[Region labeling entries]
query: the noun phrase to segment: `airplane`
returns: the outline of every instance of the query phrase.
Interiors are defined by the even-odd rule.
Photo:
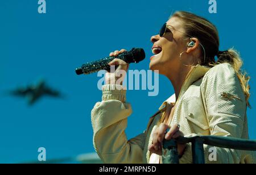
[[[46,85],[44,80],[36,85],[28,85],[27,88],[18,88],[10,92],[12,95],[27,97],[29,105],[34,105],[41,97],[49,95],[55,98],[62,98],[63,95],[57,90],[55,90]]]

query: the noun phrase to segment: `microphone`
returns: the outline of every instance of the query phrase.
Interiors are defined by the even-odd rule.
[[[138,63],[145,58],[145,52],[142,48],[133,48],[131,51],[121,53],[117,56],[105,57],[96,61],[89,62],[76,69],[77,75],[89,74],[101,70],[109,70],[110,66],[108,64],[114,59],[119,59],[127,64]]]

▶ The request:
Which lines in the rows above contain the string "segment", with case counting? Gather every such line and copy it out in full.

▶ Solution for this task:
query: the noun phrase to segment: `airplane`
query: the noun phrase to segment: `microphone`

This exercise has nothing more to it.